Show that if G is a simple graph with at least 4 vertices and 2n-3 edges, it must have two cycles of the same length.
Jernej is correct, $|V(G)| = n$ and $|E(G)|=2n-3$ does not imply that $G$ is connected. Counter example: Consider $n = 6$, then $2n-3=9$. You can construct a graph consisting of a single isolated node and an almost completely connected component with 5 vertices. This is possible because $|E(K_5)| = 10 > 9$.
WLOG let $G$ have $k$ connected components $c_i$, $i=1,\dots,k$. Let $c_j$ be such that $|V(c_j)| \geq 4$ and $|E(c_j)| \geq 2\cdot|V(c_j)| - 3$. Such a $c_j$ must exist because $G$ could not have $2n-3$ edges otherwise. Now consider $T$, the spanning tree of $c_j$. It consists of $|V(c_j)| - 1$ edges, so there are at least $|V(c_j)| - 2$ edges left. Each of these edges creates a cycle of length between 3 and $|V(c_j)|$ when joined with $T$. Since there are $|V(c_j)| - 2$ edges and $|V(c_j)| - 2$ possible distinct cycle lengths this is not yet enough to apply the pigeon hole principle. However, observe that when there is a cycle of length $|V(c_j)|$ every additional edge will create at least two new cycles. Hence either there will be a repeated cycle length when choosing $|V(c_j)|-2$ lengths with $|V(c_j)|-2$ edges, or if not, then there must be a cycle of length $|V(c_j)|$ and so there will be $2(|V(c_j)|-3)+1$ cycles. $2(|V(c_j)|-3)+1$ > $|V(c_j)|-2$ for all $|V(c_j)| > 3$ so the pigeon hole principle can be applied in this case. $\quad\square$

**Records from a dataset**

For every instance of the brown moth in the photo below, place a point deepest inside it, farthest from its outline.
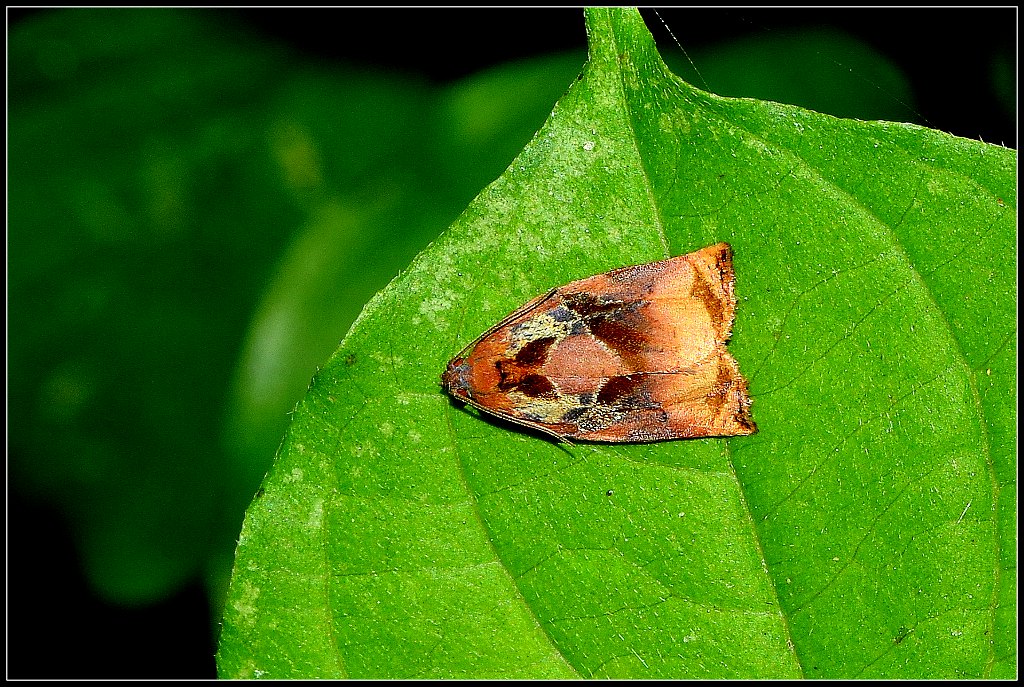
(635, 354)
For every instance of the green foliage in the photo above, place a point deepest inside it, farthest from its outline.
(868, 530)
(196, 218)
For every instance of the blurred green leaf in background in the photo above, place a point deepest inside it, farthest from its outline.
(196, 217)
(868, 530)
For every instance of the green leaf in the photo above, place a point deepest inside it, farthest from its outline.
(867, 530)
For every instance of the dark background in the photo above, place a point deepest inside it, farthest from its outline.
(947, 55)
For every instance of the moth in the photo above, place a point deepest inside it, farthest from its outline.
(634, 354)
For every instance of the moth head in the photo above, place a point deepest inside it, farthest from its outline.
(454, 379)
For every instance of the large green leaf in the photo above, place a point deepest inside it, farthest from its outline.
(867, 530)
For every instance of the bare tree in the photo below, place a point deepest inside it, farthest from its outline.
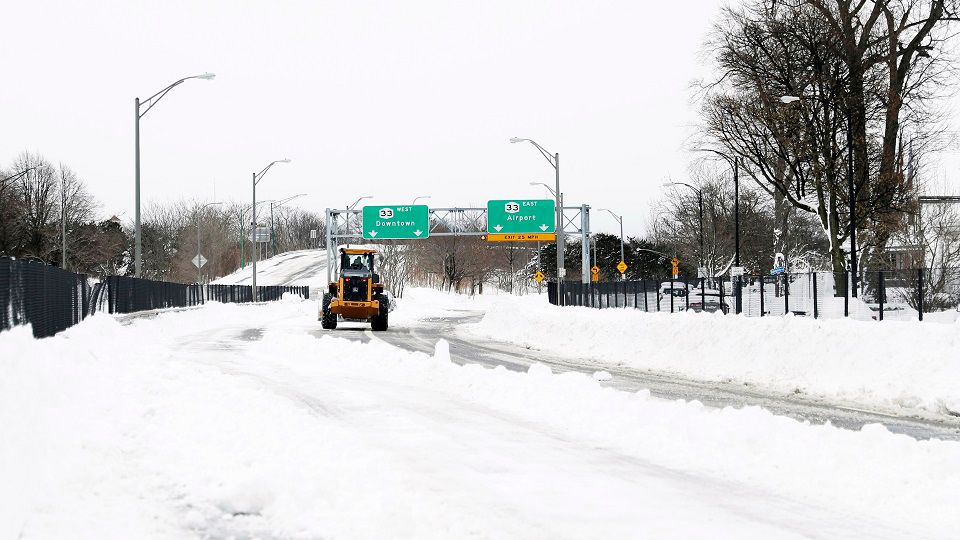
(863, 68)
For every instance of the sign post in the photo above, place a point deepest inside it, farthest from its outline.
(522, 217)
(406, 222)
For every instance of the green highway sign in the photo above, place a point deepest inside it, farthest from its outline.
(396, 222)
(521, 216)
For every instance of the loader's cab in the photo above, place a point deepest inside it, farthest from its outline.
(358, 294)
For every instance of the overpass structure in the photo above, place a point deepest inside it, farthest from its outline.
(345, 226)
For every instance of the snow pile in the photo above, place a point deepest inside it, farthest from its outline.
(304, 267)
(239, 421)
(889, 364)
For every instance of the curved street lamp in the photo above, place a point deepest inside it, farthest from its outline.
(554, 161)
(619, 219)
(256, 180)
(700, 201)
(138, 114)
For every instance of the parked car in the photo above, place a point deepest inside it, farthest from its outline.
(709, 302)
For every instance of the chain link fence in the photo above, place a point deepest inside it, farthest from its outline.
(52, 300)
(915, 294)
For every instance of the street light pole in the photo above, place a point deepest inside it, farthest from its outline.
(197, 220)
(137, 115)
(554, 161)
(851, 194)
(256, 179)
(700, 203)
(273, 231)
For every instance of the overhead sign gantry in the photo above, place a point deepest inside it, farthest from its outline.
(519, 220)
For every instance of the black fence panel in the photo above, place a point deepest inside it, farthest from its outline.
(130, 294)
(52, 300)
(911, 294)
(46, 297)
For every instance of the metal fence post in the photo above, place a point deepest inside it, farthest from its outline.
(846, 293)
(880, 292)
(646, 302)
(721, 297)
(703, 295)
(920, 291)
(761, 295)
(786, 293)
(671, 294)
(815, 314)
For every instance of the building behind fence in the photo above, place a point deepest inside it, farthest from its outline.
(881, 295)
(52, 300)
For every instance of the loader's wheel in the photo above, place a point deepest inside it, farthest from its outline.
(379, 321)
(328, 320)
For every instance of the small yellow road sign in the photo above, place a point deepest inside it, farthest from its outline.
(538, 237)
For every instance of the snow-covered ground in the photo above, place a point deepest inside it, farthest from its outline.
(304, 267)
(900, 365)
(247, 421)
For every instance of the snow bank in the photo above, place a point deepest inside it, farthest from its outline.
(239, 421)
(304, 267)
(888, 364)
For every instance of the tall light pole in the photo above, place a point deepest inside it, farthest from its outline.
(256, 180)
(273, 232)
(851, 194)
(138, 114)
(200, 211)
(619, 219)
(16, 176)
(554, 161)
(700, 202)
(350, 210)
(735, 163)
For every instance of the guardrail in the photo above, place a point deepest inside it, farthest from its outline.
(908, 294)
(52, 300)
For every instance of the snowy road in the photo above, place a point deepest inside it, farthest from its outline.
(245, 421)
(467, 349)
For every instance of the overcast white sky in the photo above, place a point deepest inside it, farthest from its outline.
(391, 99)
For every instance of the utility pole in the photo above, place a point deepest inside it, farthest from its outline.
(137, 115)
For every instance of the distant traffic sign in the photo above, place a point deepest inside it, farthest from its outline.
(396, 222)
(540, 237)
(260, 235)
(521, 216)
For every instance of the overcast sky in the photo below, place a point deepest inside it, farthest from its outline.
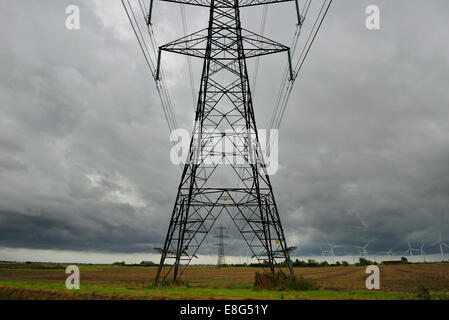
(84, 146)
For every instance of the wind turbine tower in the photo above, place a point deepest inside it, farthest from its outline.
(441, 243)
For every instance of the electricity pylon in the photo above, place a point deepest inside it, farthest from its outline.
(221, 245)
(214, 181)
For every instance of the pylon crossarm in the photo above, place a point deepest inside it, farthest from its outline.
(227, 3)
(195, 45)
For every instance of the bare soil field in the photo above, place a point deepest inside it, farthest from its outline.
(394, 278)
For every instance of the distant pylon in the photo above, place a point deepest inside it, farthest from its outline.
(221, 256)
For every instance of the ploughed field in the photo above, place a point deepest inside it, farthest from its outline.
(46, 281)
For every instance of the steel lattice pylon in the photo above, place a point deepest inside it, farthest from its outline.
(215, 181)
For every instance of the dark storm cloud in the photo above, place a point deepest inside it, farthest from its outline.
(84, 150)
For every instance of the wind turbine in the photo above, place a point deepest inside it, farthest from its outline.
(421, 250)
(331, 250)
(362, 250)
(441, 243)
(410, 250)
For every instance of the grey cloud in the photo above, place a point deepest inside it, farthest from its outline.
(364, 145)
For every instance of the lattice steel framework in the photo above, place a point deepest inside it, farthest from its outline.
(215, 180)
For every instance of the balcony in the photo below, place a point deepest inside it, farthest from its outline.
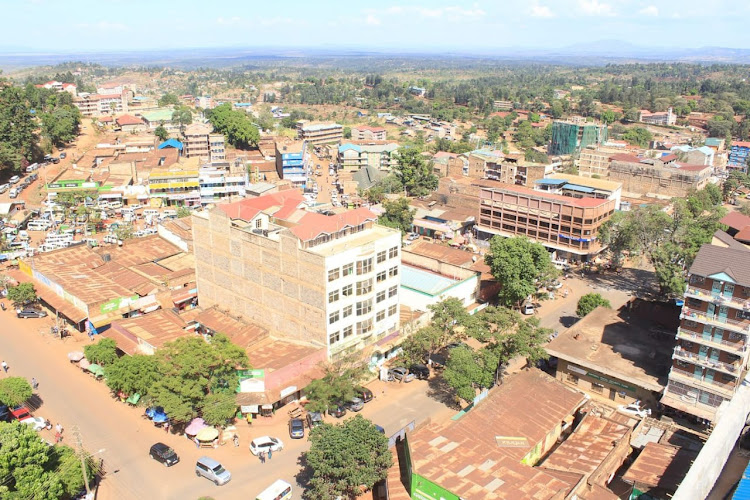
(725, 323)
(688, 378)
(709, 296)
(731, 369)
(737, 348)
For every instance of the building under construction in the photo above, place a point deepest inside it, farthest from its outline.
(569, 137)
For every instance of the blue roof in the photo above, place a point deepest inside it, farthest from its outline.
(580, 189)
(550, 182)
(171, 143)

**Problems to solve**
1/ Switch "isolated node" to "isolated vertex" in the passage of the graph cycles proof that begins at the words "Jernej is correct, $|V(G)|" and stops after "because $|E(K_5)| = 10 > 9$.", and give that passage again.
2/ Rewrite the records from the line that has "For every instance of the blue" through the end of the records as a two-column CSV with the columns text and answer. Give one row for each record with its answer, put each field in quotes, and turn line breaks into spaces.

**In response**
1/
Jernej is correct, $|V(G)| = n$ and $|E(G)|=2n-3$ does not imply that $G$ is connected. Counter example: Consider $n = 6$, then $2n-3=9$. You can construct a graph consisting of a single isolated vertex and an almost completely connected component with 5 vertices. This is possible because $|E(K_5)| = 10 > 9$.

2/
text,answer
"For every instance of the blue roof in the photo above, place a point deepest inside it, farthest from its outline.","(580, 189) (550, 182) (171, 143)"